• Task instructions:
1) In the article on climate change and beer, rewrite the paragraph beginning "But hops are also vulnerable" as a short bulleted list that keeps its main facts.
2) Reproduce the part of the article on climate change and beer starting with "At the 2019" and going on through "18 short hours.", with "downtown Denver" changed to "central Denver".
3) Answer these questions from the article on climate change and beer:
(a) According to the 2018 study, by what percentage would global beer consumption decline during the most severe climate events?
(b) Which year's barley crop was the weakest harvest on record in the U.S.?
(c) By how much did hop production fall in Germany?

>> start Selected passage

At the 2019 installment of the always Great American Beer Festival, the happily buzzed throngs cleared out of the Colorado Convention Center in downtown Denver less than a week before the temperature fell off the cliff from 83 to 19 degrees F in 18 short hours.
Such extreme fluctuations are increasingly frequent in the 21st century, and more extreme weather events won't be kind to the beer drinkers of the future.
A 2018 study published in Nature Plants found beer prices could skyrocket in the 21st century:
During the most severe climate events . . . our results indicate that global beer consumption would decline by 16% (0–41%) (roughly equal to the total annual beer consumption of the United States in 2011), and that beer prices would, on average, double (100–656% of recent prices).
The primary reason: lower barley yields in hot, dry years. The worst-case scenario involves yields down by 17 percent in the coming decades adding $1 to $8 to a single six-pack.
But hops are also vulnerable to climate change. A 2016 story published on NOAA's Climate.gov portal found that a heat wave in the Yakima, Washington area in summer 2015 (temperatures hit a scalding 121 degrees F) negatively impacted the yield of some hop varieties. Nevertheless, total yield was strong, as low snowpack was replaced by groundwater supplies. Germany had it worse, with production down 26 percent.
In the story, Guillaume Mauger, a scientist with the University of Washington's Climate Impacts Group, called summer 2015 the "new normal" in future decades. But many brewers see climate change as not an issue of the future, but of the here and now.
"Two of the major ingredients are grown -- hops and barley -- and are affected by changes in the weather," says Brian Dunn, founder and CEO of Great Divide Brewing in Denver. "We have quite a few concerns about global climate change."
Water is a big issue, he notes, and fossil fuels are another. "We have an obligation to not use more than what we need," he says. "We all need to do our part, because clearly we're affecting the climate of our world."
Dunn points to the 2017 barley crop, the weakest harvest on record in the U.S., and the resulting mad scramble by brewers. "Everybody had to go to Asia to get malted barley," he says.
"There's not going to be enough raw materials for enough beer -- if people are drinking beer," says Dave Thibodeau, president and co-founder of Ska Brewing in Durango.
But it's rarely very simple. Thibodeau says weather-related hops shortages in the last decade pushed many larger breweries towards multi-year contracts. It ensured supply, but it's also sometimes the wrong kind of supply. As tastes change, he notes, "A lot of us are paying for hops we're never going to use."
Climate-related problems in brewing pale to those in agriculture. "If we're having a hard time with it, imagine the farmers," says Thibodeau. They have to stay in business today. When you throw climate change into it, it's hard. Farming's hard enough."

>> end Selected passage
>> start Listed entries

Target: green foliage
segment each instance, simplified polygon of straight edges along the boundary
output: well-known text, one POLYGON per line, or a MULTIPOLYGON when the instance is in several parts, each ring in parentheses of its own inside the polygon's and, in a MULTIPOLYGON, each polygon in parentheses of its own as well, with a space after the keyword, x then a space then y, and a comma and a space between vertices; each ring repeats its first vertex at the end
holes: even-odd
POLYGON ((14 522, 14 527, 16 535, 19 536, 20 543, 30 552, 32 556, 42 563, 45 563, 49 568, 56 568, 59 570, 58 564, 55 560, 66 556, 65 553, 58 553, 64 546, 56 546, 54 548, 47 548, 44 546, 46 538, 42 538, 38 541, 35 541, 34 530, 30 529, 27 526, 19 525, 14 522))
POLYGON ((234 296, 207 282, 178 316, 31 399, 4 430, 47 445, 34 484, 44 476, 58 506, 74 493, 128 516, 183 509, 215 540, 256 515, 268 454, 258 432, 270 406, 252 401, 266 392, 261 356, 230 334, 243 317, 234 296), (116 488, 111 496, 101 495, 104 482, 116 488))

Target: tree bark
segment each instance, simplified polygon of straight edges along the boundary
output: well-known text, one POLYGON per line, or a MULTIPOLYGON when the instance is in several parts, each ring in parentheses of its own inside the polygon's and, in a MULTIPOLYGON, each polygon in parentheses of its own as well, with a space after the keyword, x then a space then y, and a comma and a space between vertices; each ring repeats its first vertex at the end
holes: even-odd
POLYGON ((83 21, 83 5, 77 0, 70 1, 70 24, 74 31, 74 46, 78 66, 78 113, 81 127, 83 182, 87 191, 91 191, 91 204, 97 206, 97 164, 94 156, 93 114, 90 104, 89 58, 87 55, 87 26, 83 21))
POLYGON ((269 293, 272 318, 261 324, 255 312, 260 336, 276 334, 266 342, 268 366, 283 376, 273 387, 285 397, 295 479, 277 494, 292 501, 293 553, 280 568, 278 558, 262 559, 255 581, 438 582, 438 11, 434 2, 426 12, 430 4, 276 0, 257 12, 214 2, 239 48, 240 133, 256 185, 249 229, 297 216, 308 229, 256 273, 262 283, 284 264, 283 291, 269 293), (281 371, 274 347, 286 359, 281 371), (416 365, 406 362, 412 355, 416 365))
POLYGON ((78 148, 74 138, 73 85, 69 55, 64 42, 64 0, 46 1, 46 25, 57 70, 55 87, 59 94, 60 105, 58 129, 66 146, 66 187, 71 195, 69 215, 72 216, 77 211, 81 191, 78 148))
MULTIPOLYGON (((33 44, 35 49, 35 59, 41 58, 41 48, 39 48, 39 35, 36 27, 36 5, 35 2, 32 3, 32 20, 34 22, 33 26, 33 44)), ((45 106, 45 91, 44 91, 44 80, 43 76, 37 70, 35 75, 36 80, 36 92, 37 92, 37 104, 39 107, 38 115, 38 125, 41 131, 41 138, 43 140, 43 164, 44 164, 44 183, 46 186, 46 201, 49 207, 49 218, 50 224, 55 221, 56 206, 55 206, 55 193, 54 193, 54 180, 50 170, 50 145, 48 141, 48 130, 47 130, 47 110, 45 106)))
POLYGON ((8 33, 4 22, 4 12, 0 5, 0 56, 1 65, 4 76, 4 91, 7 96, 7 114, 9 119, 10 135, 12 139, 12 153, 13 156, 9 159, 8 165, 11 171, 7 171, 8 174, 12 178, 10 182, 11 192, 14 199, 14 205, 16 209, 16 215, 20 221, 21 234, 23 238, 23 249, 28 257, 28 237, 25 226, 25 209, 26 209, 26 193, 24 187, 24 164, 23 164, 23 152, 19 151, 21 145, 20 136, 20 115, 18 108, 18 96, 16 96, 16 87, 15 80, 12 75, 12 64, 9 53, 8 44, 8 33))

>> end Listed entries

• Per-task outputs:
1)
- Climate change also threatens hops.
- A 2016 story on NOAA's Climate.gov portal reported that a summer 2015 heat wave in the Yakima, Washington area, with temperatures reaching 121 degrees F, reduced the yield of some hop varieties.
- Total yield stayed strong because groundwater replaced the low snowpack.
- Germany fared worse, with production down 26 percent.

2)
At the 2019 installment of the always Great American Beer Festival, the happily buzzed throngs cleared out of the Colorado Convention Center in central Denver less than a week before the temperature fell off the cliff from 83 to 19 degrees F in 18 short hours.

3)
(a) 16% (with a range of 0–41%).
(b) 2017.
(c) 26 percent.